Ginny Smith - Can everyone give him a round of applause please? What's your name?

Younas - Younas

Ginny - Younas and where have you come from today? Where do you live?

Younas - Here in Cambridge.

Ginny - In Cambridge, brilliant. Now, we're going to get you to do a little bit of exercise today during the show. So, what do you want him to do, Dave?

Dave - So, what I've got over here is a generator. It's got a handle on it and when you wind the handle, you produce some power. At the moment, that's rigged to just heat up some air, so you're going to be warming up the room for us a bit. But I'm going to work at how much energy you've used in that time and convert that to chocolate bars. Okay, so we're going to get you winding that handle for about 10 minutes and see how many chocolate bars you've burnt. So, do you want to start winding the handle for me, at a speed which you think you can keep up for a while. That's brilliant and yep he's generating about 10, 15 watts of power at the moment which is pretty good going. We'll leave you going Younas for a bit and we'll come back to you later.

************

— Requirement —
Answer these from the transcript above:
(a) Where does Younas live?
(b) What is the generator set up to do at the moment?
(c) For about how long will Younas wind the handle?

— Material provided —
************

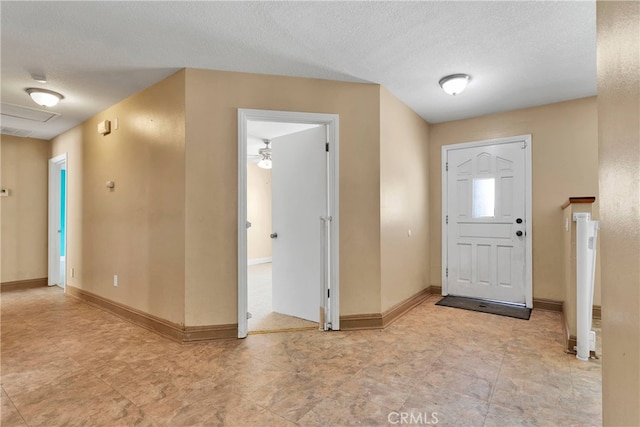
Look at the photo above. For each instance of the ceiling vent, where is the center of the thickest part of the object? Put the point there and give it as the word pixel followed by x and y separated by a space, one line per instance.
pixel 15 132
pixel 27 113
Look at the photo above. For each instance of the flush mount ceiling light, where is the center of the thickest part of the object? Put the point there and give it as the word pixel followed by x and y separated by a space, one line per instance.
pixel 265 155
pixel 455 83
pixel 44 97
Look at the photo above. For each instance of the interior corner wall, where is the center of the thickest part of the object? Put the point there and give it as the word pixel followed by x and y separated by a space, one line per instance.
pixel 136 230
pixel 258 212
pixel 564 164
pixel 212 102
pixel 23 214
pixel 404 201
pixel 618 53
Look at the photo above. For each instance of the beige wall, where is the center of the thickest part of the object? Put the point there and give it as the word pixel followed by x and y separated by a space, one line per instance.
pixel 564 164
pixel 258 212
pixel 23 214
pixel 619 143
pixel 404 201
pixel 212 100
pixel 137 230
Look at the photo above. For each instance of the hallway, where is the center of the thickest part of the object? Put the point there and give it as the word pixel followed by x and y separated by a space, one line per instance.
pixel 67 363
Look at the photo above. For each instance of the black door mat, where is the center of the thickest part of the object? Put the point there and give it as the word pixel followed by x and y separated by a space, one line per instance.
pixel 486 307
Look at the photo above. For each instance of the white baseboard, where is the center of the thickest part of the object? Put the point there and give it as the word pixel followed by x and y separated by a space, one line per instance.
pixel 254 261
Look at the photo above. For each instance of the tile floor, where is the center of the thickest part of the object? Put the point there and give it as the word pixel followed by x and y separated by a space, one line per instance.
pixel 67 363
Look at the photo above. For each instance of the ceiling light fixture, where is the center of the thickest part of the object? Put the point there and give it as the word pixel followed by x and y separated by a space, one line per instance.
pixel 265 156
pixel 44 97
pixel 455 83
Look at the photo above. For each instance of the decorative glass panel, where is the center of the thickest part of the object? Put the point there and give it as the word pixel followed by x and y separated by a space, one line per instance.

************

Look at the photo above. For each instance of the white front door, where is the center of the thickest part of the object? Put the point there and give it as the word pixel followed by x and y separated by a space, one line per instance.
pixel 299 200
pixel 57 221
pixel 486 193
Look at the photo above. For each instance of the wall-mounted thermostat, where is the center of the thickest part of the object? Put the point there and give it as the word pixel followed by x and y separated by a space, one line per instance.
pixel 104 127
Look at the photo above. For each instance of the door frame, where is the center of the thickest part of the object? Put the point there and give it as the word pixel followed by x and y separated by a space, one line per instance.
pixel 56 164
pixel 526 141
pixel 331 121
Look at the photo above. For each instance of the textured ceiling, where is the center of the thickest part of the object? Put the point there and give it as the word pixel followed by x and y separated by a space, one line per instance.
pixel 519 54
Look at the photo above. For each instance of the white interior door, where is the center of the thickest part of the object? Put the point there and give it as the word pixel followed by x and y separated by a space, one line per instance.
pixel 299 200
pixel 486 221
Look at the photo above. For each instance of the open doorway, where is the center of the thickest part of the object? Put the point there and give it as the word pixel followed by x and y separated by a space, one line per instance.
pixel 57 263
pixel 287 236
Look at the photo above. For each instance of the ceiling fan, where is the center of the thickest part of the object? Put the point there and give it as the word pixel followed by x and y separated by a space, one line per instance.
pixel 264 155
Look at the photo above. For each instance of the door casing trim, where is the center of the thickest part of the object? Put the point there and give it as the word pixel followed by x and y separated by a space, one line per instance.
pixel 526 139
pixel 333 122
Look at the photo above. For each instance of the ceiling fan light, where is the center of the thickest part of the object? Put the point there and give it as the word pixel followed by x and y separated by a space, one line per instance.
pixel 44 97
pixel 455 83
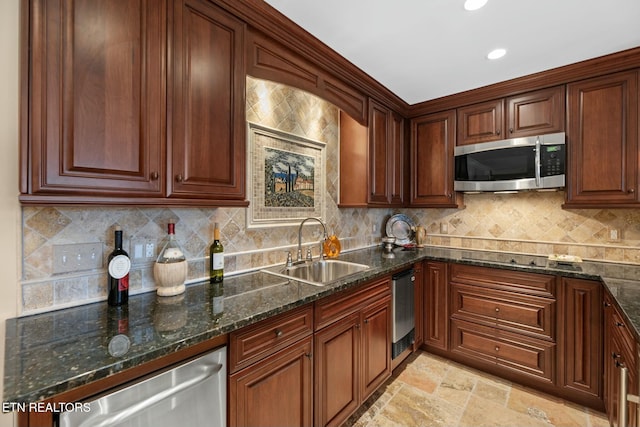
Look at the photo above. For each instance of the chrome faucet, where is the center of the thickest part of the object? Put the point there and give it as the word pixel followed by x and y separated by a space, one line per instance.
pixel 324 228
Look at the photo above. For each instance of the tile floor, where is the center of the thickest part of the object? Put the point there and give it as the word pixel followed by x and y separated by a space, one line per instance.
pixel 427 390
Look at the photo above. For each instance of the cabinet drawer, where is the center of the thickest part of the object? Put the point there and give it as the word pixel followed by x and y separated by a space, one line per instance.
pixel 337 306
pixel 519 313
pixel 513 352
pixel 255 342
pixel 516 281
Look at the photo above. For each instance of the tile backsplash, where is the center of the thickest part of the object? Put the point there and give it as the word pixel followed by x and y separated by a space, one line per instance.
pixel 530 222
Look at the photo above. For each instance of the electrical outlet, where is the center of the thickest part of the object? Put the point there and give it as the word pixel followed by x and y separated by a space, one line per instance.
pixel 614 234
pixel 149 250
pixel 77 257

************

— Exercise result —
(a) In Cambridge.
(b) Heat up some air.
(c) About 10 minutes.